Top of DOCUMENT PASSAGE
The Zoo’s flamingo flock has grown – the old-fashioned way. More than a dozen chicks hatched this year and they are growing up fast!
Want to Flamingle With the Flamingos?
In 2012, four flamingo eggs were knocked off of their nests and were hatched in incubators, and two chicks had medical issues requiring that they too be hand-raised. Fed by keepers and housed in the Animal Hospital, they needed room to exercise and build strong muscles.
Keepers began to walk the chicks through the Zoo in the early mornings, before the Zoo opened. The flock of fluffy gray chicks followed their foster parents to the hilltop, to the delight of the rest of the staff. The chicks had bonded with their keepers, and become less skittish around humans.
Keepers wanted to share this special experience with Zoo guests, so private Flamingles are now available.
The chicks, now grown but not yet pink, have returned to the flamingo exhibit, but don’t be surprised if you see keepers leading one, two or all six through the Zoo.
Bottom of DOCUMENT PASSAGE
**ASSIGNED TASK**
Reproduce the flamingo chick passage above in full, word for word.
Top of MATERIAL SUPPLIED
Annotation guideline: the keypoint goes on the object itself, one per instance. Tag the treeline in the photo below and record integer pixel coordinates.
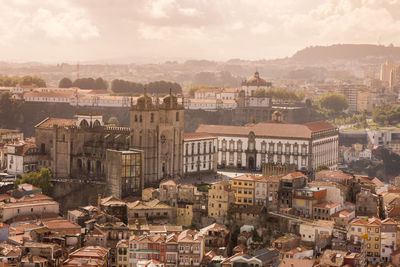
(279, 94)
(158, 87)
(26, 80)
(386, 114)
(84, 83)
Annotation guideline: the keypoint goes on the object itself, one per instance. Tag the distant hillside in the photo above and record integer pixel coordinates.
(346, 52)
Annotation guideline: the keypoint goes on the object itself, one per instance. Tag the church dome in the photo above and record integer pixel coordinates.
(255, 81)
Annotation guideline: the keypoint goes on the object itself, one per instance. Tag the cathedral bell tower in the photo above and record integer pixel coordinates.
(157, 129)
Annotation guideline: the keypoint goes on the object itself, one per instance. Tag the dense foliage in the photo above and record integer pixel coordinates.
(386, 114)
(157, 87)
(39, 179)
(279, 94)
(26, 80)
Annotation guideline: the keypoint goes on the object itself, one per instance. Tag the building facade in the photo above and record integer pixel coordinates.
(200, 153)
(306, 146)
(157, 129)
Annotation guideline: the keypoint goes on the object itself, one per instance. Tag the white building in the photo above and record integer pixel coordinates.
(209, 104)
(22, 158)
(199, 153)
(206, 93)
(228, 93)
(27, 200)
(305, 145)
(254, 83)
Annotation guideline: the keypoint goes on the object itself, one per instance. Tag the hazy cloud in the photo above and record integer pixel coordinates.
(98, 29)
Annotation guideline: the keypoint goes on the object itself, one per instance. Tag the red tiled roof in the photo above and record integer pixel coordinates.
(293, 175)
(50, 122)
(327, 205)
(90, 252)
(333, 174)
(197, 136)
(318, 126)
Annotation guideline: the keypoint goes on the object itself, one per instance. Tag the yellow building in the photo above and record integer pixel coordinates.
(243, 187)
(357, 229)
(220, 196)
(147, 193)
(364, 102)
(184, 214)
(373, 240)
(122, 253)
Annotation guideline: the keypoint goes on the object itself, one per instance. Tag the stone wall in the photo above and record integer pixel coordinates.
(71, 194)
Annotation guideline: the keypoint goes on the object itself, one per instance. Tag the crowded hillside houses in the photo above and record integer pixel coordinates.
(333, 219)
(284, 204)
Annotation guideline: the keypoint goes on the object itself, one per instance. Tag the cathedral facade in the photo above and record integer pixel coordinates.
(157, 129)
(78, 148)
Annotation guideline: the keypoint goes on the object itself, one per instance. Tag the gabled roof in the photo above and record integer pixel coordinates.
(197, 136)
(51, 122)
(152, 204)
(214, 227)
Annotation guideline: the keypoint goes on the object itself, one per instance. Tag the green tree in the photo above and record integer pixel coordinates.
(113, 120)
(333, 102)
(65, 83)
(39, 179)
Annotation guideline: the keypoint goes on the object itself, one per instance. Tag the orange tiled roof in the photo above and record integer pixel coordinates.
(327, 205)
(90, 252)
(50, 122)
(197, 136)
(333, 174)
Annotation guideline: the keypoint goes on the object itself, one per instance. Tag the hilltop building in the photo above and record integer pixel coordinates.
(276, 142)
Bottom of MATERIAL SUPPLIED
Top of MATERIAL SUPPLIED
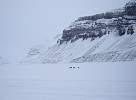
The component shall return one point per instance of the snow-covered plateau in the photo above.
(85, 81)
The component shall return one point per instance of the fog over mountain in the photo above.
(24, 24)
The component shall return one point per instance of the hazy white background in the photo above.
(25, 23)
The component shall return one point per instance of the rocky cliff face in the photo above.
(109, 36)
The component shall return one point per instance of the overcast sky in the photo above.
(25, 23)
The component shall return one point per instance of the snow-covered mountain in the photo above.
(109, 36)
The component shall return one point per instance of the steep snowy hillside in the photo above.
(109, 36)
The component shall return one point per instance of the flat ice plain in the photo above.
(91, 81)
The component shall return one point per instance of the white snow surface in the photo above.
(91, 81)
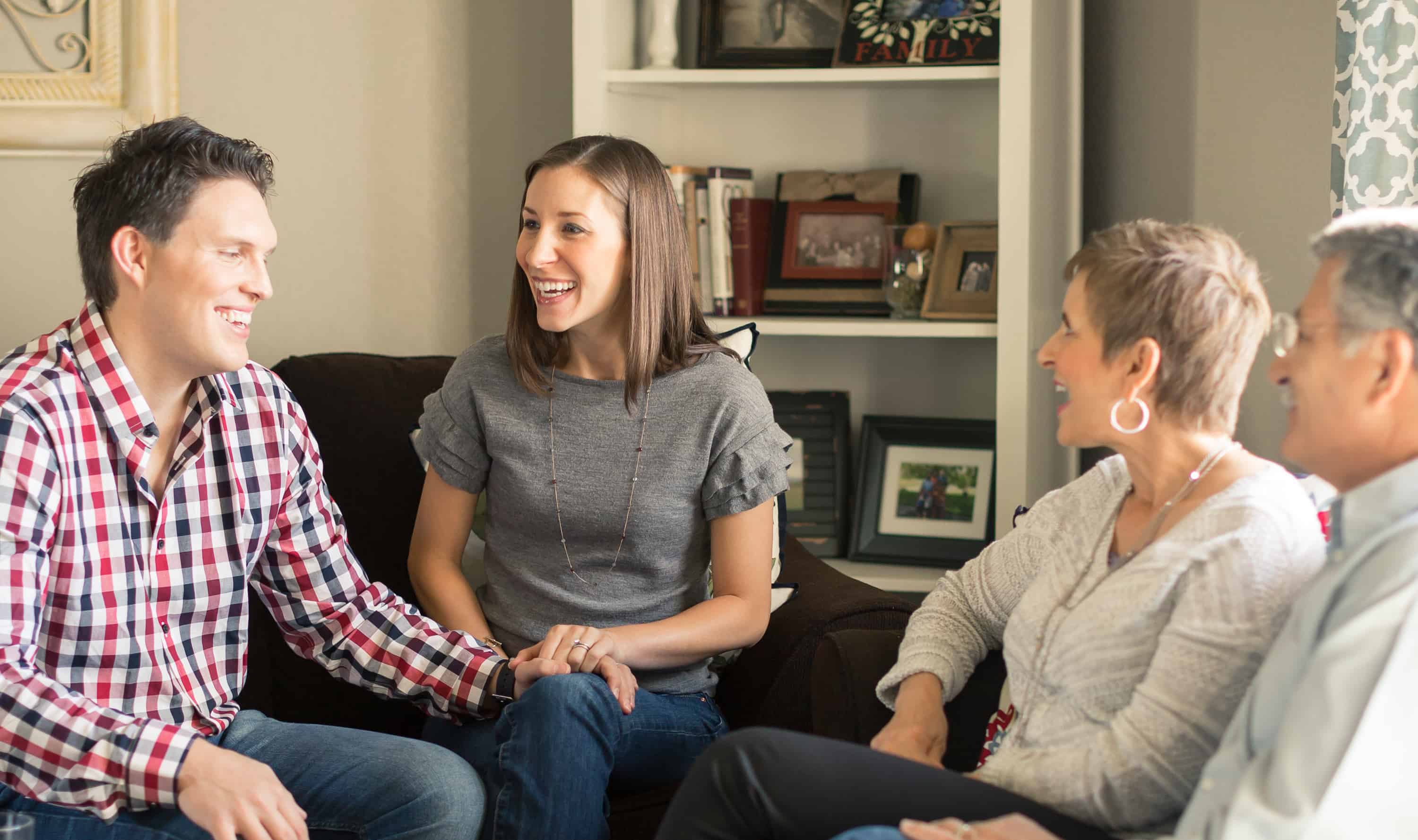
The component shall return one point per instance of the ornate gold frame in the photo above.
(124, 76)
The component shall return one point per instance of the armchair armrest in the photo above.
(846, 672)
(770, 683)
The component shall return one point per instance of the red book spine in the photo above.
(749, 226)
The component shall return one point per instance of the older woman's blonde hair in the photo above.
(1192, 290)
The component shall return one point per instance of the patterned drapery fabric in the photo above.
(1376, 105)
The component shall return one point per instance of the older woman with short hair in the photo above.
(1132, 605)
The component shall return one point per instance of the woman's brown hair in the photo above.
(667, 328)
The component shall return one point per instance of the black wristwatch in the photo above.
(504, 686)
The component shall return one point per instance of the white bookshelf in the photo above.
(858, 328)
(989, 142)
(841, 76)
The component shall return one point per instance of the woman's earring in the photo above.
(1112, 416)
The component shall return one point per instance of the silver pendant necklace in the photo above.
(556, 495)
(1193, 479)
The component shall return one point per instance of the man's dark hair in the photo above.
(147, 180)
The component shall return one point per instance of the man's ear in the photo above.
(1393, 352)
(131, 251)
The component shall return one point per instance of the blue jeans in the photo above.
Bottom of MATERIAL SUPPLIED
Top of MATERIAL SUPPLIED
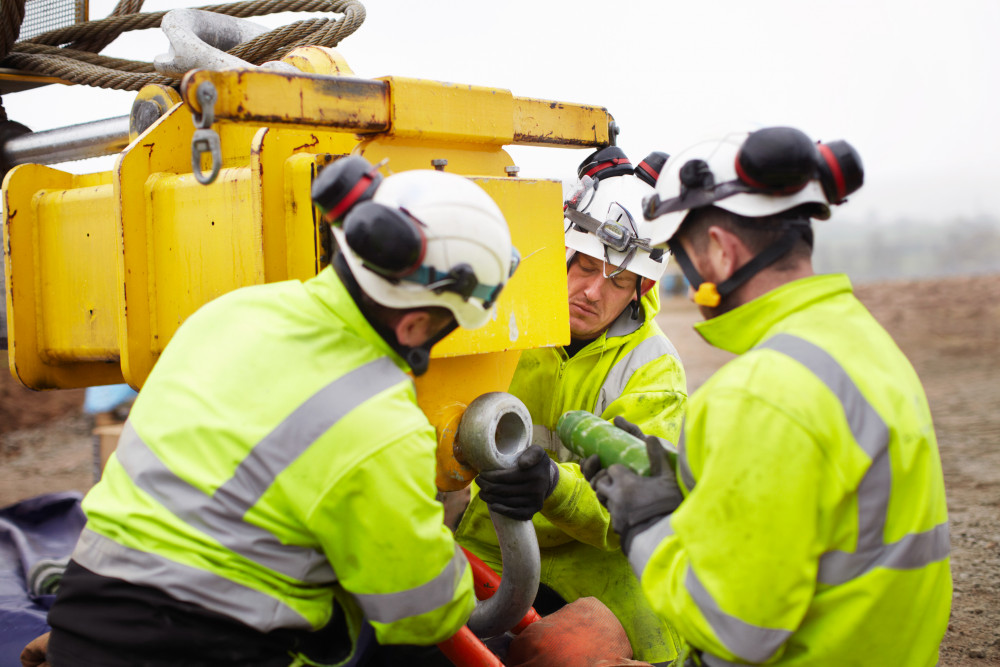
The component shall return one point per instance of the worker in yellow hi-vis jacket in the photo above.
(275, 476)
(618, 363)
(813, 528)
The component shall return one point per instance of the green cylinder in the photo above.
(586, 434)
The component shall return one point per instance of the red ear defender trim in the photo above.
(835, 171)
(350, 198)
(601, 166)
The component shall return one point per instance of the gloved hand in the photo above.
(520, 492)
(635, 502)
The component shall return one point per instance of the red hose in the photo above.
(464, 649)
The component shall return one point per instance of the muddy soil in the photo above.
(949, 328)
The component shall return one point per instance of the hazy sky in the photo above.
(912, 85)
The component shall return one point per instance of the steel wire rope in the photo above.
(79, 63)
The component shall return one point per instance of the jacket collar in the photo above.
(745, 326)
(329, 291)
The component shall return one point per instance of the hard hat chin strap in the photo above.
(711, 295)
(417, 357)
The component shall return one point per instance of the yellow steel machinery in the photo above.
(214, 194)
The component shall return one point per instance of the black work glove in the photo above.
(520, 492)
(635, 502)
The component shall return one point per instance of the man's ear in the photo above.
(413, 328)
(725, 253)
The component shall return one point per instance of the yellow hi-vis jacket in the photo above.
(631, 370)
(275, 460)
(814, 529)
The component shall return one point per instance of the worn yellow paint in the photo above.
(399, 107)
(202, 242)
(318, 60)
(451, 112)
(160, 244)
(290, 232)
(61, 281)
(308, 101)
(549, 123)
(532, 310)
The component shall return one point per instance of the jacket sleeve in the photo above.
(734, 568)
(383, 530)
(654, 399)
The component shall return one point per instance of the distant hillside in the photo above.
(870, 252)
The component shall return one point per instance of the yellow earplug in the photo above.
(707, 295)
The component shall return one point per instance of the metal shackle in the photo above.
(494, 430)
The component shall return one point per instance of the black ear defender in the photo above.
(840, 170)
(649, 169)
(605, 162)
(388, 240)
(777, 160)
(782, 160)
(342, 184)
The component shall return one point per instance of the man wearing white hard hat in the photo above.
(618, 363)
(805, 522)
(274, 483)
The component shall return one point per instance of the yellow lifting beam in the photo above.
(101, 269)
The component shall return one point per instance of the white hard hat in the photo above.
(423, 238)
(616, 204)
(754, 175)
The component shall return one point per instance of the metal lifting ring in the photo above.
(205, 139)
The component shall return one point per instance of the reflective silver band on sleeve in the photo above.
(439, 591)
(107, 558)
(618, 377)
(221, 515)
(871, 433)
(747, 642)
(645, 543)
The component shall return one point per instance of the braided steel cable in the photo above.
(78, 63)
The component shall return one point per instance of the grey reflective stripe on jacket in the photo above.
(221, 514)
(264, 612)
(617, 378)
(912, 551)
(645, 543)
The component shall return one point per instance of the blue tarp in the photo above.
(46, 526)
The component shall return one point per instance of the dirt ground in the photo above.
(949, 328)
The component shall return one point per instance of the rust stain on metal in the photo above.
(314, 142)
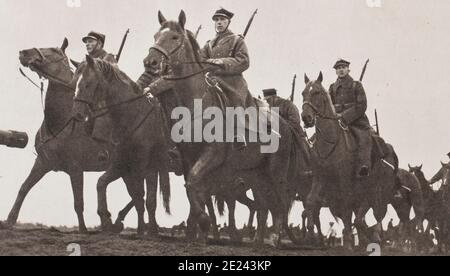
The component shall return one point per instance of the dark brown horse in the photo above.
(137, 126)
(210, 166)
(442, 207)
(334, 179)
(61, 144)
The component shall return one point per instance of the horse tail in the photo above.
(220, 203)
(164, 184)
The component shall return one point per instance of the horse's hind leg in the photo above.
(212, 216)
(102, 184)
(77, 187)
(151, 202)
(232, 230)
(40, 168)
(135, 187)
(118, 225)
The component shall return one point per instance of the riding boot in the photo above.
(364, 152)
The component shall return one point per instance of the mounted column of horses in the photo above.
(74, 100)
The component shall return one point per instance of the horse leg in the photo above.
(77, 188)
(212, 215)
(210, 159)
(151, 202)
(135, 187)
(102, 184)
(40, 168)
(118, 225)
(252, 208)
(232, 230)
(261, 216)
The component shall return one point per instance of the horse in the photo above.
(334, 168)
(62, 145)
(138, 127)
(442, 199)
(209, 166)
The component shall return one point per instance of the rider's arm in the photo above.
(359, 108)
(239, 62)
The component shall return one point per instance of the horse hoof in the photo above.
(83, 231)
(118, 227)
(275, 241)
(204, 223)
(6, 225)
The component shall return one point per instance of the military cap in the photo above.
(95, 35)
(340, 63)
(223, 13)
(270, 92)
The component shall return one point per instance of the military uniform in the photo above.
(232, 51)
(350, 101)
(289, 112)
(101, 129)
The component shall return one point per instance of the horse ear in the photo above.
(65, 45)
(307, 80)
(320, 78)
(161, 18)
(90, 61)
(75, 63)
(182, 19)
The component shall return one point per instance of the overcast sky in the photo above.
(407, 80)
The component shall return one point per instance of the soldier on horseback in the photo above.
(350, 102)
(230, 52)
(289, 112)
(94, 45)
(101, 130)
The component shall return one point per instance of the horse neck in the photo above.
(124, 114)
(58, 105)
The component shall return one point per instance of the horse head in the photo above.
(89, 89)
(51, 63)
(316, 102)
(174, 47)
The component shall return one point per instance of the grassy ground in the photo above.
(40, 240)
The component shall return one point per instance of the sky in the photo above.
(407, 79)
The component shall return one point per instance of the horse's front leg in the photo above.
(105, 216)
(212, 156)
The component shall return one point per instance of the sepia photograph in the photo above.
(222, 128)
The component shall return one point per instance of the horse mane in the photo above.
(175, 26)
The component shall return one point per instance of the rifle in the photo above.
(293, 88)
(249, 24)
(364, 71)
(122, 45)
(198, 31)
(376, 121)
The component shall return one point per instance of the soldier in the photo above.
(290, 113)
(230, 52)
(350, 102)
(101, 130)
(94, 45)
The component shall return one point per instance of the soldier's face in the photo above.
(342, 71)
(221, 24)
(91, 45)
Bottom of MATERIAL SUPPLIED
**TASK RESULT**
The Zoo’s flamingo flock has grown – the old-fashioned way. More than a dozen chicks hatched this year and they are growing up fast!
Want to Flamingle With the Flamingos?
In 2012, four flamingo eggs were knocked off of their nests and were hatched in incubators, and two chicks had medical issues requiring that they too be hand-raised. Fed by keepers and housed in the Animal Hospital, they needed room to exercise and build strong muscles.
Keepers began to walk the chicks through the Zoo in the early mornings, before the Zoo opened. The flock of fluffy gray chicks followed their foster parents to the hilltop, to the delight of the rest of the staff. The chicks had bonded with their keepers, and become less skittish around humans.
Keepers wanted to share this special experience with Zoo guests, so private Flamingles are now available.
The chicks, now grown but not yet pink, have returned to the flamingo exhibit, but don’t be surprised if you see keepers leading one, two or all six through the Zoo.